- What is expected:
All of the data below is to be written out again exactly.

- Provided entries:

+ + +

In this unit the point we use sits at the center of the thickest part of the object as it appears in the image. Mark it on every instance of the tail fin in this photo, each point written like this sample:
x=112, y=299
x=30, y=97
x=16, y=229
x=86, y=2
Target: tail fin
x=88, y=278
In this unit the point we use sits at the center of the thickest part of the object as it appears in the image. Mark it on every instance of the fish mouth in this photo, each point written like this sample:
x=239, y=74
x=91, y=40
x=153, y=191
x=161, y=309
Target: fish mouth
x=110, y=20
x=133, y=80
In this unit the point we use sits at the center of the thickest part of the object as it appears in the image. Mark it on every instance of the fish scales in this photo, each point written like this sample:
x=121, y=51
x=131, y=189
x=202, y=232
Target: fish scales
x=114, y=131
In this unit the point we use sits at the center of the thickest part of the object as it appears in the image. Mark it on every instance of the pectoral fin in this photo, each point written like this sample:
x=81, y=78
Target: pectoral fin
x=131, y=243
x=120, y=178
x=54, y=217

+ + +

- Response for this exercise:
In this unit the point we use sits at the center of the thickest part of the object as it appears in the image. Mark it on every instance of the tail fin in this photo, each point written like this sample:
x=112, y=299
x=30, y=97
x=16, y=229
x=86, y=2
Target: tail fin
x=88, y=278
In this unit the point we use sits at the center of the thickest part of the object as it appears in the image. Mark it on every instance of the fish mouth in this photo, each point written like this sample:
x=239, y=74
x=91, y=40
x=153, y=191
x=161, y=309
Target: fish mouth
x=110, y=20
x=133, y=80
In this unit the point we use sits at the center of the thickest part of the object as it appears in the image. Mark it on every instance of the fish scales in this photo, each point written like this sample:
x=121, y=51
x=131, y=189
x=202, y=232
Target: fish scales
x=114, y=131
In this unit the point we use sits at the center of the thickest part of the object as it appears in the image. Mark it on every instance of the pectoral fin in this photo, each point written like this sample:
x=81, y=78
Target: pectoral fin
x=131, y=243
x=120, y=178
x=54, y=217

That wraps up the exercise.